Work request:
Look through the data that follows and say how many of its lines contain "below", giving the number only.

■ ■ ■ ■

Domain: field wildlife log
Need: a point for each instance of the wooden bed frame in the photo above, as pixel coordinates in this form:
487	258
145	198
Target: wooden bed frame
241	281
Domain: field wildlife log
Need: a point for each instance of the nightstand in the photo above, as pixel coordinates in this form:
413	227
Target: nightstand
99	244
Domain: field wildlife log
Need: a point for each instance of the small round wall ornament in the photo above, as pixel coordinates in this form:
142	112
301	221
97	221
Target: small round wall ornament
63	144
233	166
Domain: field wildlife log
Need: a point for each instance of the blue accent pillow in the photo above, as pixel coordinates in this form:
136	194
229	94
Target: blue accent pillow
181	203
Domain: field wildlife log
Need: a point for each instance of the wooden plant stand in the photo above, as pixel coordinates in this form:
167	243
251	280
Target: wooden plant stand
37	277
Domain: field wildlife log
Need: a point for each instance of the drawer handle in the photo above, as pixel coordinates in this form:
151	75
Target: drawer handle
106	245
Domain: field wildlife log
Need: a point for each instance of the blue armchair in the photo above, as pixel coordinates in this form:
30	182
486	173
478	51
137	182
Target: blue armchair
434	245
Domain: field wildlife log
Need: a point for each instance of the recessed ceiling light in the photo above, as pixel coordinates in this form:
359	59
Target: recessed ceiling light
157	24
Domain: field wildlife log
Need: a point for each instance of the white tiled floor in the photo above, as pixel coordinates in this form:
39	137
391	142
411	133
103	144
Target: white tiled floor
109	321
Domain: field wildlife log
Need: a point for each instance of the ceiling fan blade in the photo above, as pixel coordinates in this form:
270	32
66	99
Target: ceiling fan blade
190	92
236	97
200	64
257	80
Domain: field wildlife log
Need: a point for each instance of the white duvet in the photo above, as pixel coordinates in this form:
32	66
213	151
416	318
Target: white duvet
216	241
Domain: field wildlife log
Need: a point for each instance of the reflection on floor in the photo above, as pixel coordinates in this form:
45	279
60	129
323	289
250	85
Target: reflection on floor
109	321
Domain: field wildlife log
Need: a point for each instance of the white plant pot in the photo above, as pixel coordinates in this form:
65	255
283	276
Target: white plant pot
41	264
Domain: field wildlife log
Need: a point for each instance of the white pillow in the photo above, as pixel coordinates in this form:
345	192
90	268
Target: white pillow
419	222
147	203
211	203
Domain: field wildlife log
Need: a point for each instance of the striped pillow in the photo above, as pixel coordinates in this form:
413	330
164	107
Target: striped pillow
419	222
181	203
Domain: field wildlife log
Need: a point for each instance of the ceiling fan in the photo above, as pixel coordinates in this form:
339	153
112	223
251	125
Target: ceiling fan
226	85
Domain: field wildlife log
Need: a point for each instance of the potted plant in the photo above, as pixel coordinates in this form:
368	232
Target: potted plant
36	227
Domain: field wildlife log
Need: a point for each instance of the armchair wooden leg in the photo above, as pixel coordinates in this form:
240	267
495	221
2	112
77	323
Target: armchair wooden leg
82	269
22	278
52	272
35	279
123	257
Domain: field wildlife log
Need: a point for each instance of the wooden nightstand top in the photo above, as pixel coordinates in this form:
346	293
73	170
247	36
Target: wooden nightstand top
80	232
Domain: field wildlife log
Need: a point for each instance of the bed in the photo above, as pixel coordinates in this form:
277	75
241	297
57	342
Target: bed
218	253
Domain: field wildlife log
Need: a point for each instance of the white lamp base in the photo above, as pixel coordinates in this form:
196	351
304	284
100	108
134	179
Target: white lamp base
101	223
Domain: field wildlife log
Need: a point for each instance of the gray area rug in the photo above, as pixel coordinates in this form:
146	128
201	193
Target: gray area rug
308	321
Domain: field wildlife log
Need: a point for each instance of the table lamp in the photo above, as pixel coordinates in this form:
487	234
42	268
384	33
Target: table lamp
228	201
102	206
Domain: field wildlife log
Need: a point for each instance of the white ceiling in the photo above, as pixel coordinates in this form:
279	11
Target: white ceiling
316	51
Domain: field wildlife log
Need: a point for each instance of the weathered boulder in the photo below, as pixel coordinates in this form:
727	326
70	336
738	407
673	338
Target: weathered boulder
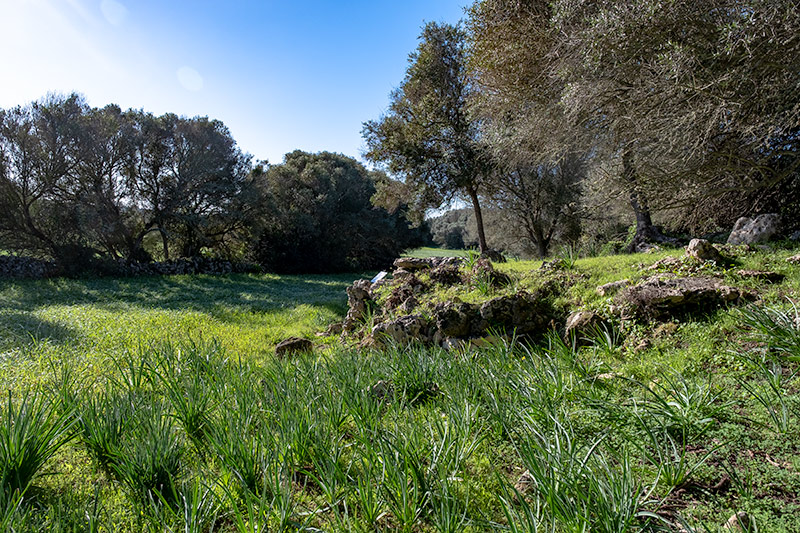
404	293
359	298
446	274
454	319
582	324
665	295
411	263
403	331
521	312
702	250
483	270
292	346
613	287
755	230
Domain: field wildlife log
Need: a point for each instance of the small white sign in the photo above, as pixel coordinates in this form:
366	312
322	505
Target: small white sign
380	276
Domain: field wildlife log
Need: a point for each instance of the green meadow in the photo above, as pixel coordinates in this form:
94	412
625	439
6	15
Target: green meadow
157	404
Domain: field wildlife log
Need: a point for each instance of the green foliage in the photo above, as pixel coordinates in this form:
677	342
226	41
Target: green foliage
317	217
610	439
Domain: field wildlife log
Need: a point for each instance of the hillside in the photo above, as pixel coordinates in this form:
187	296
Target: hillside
158	403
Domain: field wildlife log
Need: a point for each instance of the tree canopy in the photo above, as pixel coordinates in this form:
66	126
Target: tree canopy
428	136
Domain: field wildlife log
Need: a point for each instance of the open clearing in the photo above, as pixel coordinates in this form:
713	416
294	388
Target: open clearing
171	413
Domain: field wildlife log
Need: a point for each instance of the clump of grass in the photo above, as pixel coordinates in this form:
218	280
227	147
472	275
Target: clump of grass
102	422
149	460
779	329
32	429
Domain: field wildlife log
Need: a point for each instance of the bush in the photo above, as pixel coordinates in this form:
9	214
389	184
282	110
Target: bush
318	218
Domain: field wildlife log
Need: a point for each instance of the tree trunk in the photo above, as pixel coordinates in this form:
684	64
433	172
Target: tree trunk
476	206
646	232
164	243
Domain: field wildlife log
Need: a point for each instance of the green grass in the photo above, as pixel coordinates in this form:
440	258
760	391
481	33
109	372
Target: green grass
156	404
435	252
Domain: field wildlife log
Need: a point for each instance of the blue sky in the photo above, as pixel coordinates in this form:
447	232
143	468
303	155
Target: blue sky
281	75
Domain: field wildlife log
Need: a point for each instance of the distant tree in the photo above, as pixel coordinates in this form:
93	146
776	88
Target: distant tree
40	148
188	179
105	204
541	199
317	217
680	100
427	136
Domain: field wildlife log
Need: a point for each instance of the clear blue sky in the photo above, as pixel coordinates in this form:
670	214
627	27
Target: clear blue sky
281	75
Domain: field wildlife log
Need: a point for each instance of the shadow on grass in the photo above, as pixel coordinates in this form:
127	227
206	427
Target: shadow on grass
19	329
214	295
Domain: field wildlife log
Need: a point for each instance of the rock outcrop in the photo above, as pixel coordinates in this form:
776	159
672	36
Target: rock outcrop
702	250
402	331
665	296
359	300
611	288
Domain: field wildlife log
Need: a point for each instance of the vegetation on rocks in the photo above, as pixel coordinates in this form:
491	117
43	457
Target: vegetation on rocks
642	426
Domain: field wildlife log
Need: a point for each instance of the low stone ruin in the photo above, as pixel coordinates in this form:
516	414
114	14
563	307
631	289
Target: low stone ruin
522	313
702	250
668	295
16	267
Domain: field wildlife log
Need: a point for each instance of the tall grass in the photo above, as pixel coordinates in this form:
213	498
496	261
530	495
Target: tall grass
32	430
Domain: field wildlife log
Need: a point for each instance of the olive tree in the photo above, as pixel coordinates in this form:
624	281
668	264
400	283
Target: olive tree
428	136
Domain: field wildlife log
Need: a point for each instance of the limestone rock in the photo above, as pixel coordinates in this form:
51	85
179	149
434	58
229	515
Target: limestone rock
666	296
359	298
581	324
454	319
402	331
446	274
293	345
522	313
611	288
763	275
755	230
483	270
702	250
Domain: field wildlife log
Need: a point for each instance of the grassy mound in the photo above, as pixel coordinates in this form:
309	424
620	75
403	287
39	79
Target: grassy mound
158	404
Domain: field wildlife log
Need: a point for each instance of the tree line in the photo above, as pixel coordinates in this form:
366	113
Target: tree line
83	186
557	114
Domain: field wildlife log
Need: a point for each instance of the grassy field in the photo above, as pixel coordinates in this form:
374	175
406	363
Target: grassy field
157	404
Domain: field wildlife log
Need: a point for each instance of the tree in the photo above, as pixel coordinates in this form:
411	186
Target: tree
541	199
188	179
679	99
105	204
317	217
40	147
427	136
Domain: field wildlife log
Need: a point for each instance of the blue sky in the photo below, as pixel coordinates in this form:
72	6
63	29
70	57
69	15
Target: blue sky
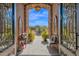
38	17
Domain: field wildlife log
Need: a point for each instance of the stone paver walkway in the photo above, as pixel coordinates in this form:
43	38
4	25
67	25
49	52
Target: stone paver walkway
36	48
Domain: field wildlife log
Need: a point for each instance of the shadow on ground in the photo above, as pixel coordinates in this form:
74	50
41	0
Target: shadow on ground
53	51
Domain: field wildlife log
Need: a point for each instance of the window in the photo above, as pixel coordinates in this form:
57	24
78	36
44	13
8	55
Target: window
6	26
68	26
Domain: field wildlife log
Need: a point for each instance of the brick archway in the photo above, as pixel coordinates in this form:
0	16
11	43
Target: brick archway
46	6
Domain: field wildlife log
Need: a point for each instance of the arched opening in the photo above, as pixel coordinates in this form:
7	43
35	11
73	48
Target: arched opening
38	20
36	17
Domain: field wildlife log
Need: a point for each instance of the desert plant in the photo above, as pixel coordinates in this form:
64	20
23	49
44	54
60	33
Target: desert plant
44	35
31	35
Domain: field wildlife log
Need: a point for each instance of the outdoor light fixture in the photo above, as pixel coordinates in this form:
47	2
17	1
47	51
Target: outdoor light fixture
37	8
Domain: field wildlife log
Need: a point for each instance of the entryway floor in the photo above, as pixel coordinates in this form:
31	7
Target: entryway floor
38	48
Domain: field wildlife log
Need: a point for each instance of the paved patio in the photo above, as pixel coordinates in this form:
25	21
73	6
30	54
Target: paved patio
37	48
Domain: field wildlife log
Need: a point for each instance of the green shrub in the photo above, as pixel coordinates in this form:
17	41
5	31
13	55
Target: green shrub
31	35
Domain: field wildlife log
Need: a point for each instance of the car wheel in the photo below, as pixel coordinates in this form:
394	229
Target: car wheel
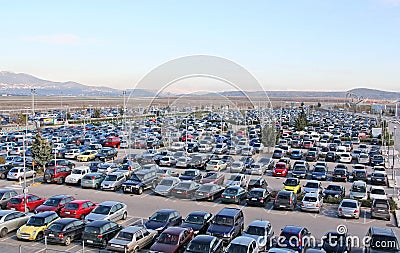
3	232
67	241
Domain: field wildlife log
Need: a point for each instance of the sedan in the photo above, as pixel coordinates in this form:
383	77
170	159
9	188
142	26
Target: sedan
349	208
233	194
208	191
185	189
198	221
11	220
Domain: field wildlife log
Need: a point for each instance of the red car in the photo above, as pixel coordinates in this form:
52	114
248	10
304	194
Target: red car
280	170
173	240
17	202
54	203
112	141
77	209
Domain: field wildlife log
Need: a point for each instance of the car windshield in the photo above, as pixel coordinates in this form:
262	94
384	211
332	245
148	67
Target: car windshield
223	220
102	210
291	182
253	230
52	202
72	206
125	236
237	248
35	221
159	217
111	178
195	219
197	247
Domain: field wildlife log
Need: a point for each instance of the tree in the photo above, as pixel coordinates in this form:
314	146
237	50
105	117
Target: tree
301	121
41	150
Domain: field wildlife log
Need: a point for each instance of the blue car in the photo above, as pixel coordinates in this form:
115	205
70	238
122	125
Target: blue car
319	173
163	219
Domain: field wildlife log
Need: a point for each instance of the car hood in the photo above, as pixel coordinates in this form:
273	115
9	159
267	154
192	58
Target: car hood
161	247
155	224
95	216
220	229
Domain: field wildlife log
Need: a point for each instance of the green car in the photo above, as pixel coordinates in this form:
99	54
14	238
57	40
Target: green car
233	194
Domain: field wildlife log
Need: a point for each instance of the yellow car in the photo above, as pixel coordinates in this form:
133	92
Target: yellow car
87	155
292	184
34	228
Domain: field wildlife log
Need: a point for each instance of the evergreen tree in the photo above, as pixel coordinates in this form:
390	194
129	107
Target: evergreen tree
41	150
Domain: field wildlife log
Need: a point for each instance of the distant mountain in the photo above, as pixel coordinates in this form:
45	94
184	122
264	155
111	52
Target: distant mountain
20	84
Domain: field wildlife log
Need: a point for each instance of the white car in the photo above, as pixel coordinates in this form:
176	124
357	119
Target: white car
17	173
377	192
77	174
72	154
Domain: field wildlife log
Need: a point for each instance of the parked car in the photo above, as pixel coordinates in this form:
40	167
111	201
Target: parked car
56	174
205	243
92	180
54	203
108	210
113	181
380	208
262	232
11	220
185	189
349	208
64	231
227	224
132	239
77	209
77	174
166	185
285	200
173	240
34	228
18	173
18	202
162	219
233	194
5	196
198	221
100	232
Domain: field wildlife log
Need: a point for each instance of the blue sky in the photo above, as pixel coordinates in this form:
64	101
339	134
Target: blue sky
286	45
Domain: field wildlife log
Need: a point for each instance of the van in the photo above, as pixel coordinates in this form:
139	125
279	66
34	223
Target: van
382	240
227	224
359	190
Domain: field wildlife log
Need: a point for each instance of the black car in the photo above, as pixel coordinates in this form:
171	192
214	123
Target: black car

■ ■ ■ ■

Result of this task:
3